Goals:
1) In the thread on running Vdsm tests, which command does the reply say is missing, and what happens to many tests without it?
2) Summarize the thread on running Vdsm tests in two sentences.
3) Write the next part of the thread on running Vdsm tests, starting after its final line.

Text passage:
— Start —
On Thu, Dec 16, 2021 at 10:47 PM Nir Soffer <nsoffer@redhat.com> wrote:
On Thu, Dec 16, 2021 at 10:14 PM Milan Zamazal <mzamazal@redhat.com> wrote:
>
> Hi,
>
> when I run Vdsm tests as a non-root user in vdsm-test-centos-8
> container, they systematically fail on several storage tests.  I run the
> tests as
>
>   podman run -it -v $HOME:$HOME --userns=keep-id vdsm-test-centos-8 $HOME/test.sh

Why do you need the --userns option?

You run this in a container because your development environment
is not compatible - right?

> where test.sh is
>
>   #!/bin/sh
>
>   export TRAVIS_CI=1

This is not correct for your local container - in travis we run a privileged container
as root and we create loop devices before the test.
 
>   cd .../vdsm
>   ./autogen.sh --system
>   make clean
>   make

I never run autogen and make during the tests, this can be done once
after checkout or when modifying the makefiles.

>   make lint
>   make tests

You are missing:

    make storage

Without this, a lot of tests will be skipped or xfailed.

>   make tests-storage
>
> The failing tests are in devicemapper_test.py, outofprocess_test.py and
> qemuimg_test.py.  I have also seen a test failure in nbd_test.py but not
> always.  Is it a problem of the tests or of my environment?

nbd_test.py should be skipped unless you run as root, or have running
supervdsm serving your user.

I usually run the storage tests like this locally on Fedora (35 now):

    make storage
    tox -e storage

Results:

storage/devicemapper_test.py - 5 pass, rest skip
storage/nbd_test.py - 2 pass, rest skip
storage/qemuimg_test.py - 2 skips 
storage/outofprocess_test.py - 3 skips, rest pass 

2350 passed, 161 skipped, 102 deselected, 3 xfailed, 13093 warnings in 134.80s (0:02:14) 


I'll try later using the container.
— End —
Data extract:
— Start —
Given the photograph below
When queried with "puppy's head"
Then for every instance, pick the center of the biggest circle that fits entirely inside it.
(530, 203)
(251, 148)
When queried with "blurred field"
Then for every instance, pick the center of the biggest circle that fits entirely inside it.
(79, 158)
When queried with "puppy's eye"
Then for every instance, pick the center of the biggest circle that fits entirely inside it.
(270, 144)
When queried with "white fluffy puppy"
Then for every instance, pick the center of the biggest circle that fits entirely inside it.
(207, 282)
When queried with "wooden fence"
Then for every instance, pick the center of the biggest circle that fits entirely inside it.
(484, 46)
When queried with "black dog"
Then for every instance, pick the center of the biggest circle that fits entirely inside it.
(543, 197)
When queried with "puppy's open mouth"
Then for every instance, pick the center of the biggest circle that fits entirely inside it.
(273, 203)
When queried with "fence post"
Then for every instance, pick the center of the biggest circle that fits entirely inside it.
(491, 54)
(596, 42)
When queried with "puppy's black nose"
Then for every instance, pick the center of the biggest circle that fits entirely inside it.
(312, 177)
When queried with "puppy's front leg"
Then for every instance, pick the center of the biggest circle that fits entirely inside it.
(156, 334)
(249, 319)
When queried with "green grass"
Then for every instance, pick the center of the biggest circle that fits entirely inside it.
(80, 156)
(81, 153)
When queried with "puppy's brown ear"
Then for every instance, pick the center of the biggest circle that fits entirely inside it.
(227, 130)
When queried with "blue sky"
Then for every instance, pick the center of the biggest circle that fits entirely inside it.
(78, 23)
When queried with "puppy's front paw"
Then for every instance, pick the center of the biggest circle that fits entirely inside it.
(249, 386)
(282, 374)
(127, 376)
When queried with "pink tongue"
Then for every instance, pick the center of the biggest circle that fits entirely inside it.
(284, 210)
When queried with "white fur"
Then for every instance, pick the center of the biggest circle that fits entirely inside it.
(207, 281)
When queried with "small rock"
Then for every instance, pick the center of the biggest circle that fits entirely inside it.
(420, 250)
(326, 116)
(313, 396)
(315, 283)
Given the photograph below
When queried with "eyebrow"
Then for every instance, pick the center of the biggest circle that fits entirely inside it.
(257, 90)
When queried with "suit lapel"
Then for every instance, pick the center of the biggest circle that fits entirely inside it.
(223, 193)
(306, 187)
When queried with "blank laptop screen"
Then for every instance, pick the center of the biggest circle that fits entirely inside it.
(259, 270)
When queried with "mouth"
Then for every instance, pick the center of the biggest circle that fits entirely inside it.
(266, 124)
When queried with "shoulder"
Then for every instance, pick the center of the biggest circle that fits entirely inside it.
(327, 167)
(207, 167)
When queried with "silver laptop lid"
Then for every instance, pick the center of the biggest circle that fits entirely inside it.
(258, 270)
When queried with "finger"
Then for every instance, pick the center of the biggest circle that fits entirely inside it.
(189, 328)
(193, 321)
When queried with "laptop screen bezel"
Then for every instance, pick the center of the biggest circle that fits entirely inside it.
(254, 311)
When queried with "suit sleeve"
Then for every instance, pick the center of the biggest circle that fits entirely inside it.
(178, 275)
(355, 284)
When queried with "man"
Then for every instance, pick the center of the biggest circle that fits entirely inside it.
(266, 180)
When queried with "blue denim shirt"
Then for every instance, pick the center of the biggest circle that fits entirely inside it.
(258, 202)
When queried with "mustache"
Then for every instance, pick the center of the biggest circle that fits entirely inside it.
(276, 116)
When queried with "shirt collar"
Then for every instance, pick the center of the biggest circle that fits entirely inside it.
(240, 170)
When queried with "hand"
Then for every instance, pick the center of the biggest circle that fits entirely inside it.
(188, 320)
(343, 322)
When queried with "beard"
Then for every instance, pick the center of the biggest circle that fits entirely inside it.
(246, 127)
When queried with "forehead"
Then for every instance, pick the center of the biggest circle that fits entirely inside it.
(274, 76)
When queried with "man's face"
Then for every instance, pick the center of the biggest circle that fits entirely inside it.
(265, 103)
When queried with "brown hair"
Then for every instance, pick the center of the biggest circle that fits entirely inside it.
— End —
Answers to each task:
1) The missing command is "make storage"; without it, many tests are skipped or xfailed.

2) Milan Zamazal reports that running Vdsm tests as a non-root user in the vdsm-test-centos-8 container consistently fails several storage tests, and he asks whether the tests or his environment is at fault. Nir Soffer replies that the TRAVIS_CI setting does not suit a local container and that the "make storage" step is missing, and he describes running the storage tests locally on Fedora with "make storage" and "tox -e storage," giving the results.

3)
I tried this:

    podman run --rm -it -v `pwd`:/src:Z --userns=keep-id vdsm-test-centos-8
    cd src
    make tests-storage

Got 2 test failures:


============================================================= FAILURES ==============================================================
______________________________________________________ test_block_device_name _______________________________________________________

    def test_block_device_name():
        devs = glob.glob("/sys/block/*/dev")
        dev_name = os.path.basename(os.path.dirname(devs[0]))
        with open(devs[0], 'r') as f:
            major_minor = f.readline().rstrip()
>           assert devicemapper.device_name(major_minor) == dev_name
E           AssertionError: assert '7:1' == 'loop1'
E             - loop1
E             + 7:1

This likey failed since there are no loop devices in the container:

bash-4.4$ ls /dev/
console  core  fd  full  mqueue  null  ptmx  pts  random  shm  stderr  stdin  stdout  tty  urandom  zero

And there is no way to create them, since your run as regular user
and sudo does not work. Event if it works I think you will not be able
to create the loop devices since the container is not privileged.

It may be possible to map the loop devices from the host to the container
but I never tried.


storage/devicemapper_test.py:243: AssertionError
___________________________________________________ test_stop_server_not_running ____________________________________________________

    @broken_on_ci
    def test_stop_server_not_running():
        # Stopping non-existing server should succeed.
>       nbd.stop_server("no-such-server-uuid")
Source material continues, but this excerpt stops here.